(About this task) Take the line that contains "Expected behaviour: for every instance of the overcast" in the data below and each line after it, through the last, and repeat them unchanged.
***** Exercise input *****
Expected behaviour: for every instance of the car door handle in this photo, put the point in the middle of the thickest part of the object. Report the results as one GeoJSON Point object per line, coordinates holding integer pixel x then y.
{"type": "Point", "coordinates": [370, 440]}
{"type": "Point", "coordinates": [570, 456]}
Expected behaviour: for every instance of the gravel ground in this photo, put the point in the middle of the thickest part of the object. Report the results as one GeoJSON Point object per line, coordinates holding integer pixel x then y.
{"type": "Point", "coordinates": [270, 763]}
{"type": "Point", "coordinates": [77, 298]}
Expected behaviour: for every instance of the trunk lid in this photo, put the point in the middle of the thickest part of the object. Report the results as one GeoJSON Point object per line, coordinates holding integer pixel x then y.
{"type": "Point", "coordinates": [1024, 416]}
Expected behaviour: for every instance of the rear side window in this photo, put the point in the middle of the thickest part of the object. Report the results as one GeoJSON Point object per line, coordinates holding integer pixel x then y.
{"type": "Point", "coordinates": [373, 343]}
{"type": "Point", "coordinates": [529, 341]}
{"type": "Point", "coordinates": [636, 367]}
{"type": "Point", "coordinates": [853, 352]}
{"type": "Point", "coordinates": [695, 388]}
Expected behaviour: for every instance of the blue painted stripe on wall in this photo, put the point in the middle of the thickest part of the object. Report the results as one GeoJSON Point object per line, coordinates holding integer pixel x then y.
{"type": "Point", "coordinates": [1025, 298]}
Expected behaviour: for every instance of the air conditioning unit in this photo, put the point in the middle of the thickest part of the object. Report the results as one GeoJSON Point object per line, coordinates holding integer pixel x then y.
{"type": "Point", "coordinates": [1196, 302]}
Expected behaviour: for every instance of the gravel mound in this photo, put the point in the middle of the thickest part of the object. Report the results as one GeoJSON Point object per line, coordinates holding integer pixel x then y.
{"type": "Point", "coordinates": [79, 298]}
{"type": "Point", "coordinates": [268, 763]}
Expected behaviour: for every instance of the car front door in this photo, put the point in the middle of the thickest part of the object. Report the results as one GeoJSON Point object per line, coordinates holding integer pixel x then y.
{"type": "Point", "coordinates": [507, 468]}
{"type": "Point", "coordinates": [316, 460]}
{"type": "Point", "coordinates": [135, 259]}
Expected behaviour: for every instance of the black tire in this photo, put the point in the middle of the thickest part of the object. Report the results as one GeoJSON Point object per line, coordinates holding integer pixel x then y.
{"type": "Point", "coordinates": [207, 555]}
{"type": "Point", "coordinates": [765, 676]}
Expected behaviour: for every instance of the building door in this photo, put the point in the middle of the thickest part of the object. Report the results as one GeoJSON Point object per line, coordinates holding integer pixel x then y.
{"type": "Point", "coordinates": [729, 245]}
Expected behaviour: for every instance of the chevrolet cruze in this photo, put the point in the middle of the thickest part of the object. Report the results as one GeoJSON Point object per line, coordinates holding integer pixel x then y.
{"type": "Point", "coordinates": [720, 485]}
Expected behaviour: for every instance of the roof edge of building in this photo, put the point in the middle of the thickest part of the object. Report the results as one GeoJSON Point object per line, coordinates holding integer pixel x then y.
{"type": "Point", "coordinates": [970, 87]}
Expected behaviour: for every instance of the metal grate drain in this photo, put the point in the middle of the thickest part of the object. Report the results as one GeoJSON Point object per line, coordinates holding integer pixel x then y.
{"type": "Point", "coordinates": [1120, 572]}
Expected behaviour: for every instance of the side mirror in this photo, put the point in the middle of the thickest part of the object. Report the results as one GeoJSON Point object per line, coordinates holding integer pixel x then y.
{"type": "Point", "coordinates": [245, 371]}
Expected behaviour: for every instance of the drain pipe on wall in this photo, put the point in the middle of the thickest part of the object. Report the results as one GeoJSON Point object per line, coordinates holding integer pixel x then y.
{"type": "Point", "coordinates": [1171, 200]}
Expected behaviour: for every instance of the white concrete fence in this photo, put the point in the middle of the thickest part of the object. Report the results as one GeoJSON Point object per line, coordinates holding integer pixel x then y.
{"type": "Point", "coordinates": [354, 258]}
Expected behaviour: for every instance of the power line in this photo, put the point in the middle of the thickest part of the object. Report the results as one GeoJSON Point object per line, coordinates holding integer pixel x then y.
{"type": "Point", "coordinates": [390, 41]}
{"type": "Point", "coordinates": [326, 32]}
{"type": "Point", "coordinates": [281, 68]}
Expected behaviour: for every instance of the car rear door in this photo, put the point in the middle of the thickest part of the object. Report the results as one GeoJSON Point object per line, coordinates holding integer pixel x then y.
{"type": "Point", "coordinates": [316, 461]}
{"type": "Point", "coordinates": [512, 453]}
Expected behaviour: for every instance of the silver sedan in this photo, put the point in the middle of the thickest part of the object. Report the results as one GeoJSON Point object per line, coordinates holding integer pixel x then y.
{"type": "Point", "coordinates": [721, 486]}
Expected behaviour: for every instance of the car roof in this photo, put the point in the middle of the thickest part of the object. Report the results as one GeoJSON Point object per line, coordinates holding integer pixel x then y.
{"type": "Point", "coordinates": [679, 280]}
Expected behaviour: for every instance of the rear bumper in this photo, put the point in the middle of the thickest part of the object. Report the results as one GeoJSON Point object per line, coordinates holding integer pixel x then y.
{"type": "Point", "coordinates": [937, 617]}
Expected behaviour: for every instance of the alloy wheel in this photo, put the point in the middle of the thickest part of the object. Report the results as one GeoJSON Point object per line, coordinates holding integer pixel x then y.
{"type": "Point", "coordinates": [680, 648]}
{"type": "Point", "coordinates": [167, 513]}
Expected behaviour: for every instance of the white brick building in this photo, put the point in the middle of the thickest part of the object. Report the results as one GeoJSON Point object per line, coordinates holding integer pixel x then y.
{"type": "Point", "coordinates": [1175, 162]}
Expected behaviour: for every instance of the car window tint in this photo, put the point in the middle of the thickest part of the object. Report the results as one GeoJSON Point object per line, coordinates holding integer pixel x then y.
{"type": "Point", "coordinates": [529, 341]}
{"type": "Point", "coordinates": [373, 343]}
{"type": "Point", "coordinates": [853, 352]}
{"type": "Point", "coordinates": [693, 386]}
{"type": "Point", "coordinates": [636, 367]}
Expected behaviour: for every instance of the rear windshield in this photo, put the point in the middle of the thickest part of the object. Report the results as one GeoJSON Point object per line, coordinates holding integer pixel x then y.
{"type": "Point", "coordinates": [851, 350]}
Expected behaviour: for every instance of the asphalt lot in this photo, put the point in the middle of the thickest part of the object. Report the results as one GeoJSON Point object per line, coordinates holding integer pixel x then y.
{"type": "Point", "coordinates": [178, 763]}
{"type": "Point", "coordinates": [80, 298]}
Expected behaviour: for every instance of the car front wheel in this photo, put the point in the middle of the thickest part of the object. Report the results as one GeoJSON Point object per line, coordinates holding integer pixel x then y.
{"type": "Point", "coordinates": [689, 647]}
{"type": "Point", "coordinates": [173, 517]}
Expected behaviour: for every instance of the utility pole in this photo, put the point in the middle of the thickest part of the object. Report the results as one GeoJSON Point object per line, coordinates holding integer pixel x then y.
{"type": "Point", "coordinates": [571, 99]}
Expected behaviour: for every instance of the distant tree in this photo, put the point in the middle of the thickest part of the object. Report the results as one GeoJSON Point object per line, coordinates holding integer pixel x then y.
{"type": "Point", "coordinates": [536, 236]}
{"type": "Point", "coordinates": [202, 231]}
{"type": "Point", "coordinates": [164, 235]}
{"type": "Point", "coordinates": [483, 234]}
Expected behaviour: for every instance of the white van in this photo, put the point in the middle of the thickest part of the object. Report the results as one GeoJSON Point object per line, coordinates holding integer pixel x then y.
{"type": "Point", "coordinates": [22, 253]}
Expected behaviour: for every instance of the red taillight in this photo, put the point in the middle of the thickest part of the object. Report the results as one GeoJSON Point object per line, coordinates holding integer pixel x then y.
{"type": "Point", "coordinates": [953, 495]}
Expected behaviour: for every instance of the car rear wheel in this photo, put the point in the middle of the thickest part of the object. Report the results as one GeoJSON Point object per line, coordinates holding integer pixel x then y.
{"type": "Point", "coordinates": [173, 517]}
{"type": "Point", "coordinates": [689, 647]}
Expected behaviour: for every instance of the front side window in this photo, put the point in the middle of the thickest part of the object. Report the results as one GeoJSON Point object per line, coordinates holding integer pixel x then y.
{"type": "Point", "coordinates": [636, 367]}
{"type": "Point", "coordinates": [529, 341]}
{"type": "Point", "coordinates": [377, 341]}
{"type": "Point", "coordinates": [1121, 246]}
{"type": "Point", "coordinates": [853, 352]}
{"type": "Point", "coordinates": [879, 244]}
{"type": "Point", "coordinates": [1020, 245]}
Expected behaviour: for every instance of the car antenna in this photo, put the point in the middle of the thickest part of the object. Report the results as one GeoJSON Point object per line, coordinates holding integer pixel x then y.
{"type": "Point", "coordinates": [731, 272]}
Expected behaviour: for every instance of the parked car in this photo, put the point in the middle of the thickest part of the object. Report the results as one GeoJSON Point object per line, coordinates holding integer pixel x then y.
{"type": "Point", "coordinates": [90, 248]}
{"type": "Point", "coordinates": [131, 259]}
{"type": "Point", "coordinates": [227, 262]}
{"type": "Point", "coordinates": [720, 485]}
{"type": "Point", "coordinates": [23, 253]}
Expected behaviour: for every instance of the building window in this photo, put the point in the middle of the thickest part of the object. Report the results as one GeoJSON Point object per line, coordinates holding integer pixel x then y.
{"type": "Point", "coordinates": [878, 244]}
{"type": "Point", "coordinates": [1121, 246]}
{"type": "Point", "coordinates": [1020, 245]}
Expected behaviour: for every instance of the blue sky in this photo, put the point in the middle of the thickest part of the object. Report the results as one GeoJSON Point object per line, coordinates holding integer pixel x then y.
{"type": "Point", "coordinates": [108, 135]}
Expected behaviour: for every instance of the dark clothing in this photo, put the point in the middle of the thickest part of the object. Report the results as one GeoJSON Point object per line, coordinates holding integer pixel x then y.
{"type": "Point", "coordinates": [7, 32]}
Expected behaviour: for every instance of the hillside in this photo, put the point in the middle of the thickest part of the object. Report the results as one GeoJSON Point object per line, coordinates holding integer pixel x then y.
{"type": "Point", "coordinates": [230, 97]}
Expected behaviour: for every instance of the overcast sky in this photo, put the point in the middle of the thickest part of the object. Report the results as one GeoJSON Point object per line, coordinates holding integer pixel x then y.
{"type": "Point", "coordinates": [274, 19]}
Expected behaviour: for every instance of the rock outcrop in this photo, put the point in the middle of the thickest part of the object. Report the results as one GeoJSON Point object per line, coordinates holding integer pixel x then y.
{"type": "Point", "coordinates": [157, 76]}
*****
(Answer)
Expected behaviour: for every instance of the overcast sky in this photo, put the point in the middle of the thickest part of the object. Report the results as one GeoJSON Point object per line, coordinates holding integer pixel x then y.
{"type": "Point", "coordinates": [274, 19]}
Expected behaviour: for every instance of the rock outcrop in this photo, put the point in the middle of the thickest part of the object. Report the results as one GeoJSON Point object per line, coordinates holding integer pixel x then y.
{"type": "Point", "coordinates": [157, 76]}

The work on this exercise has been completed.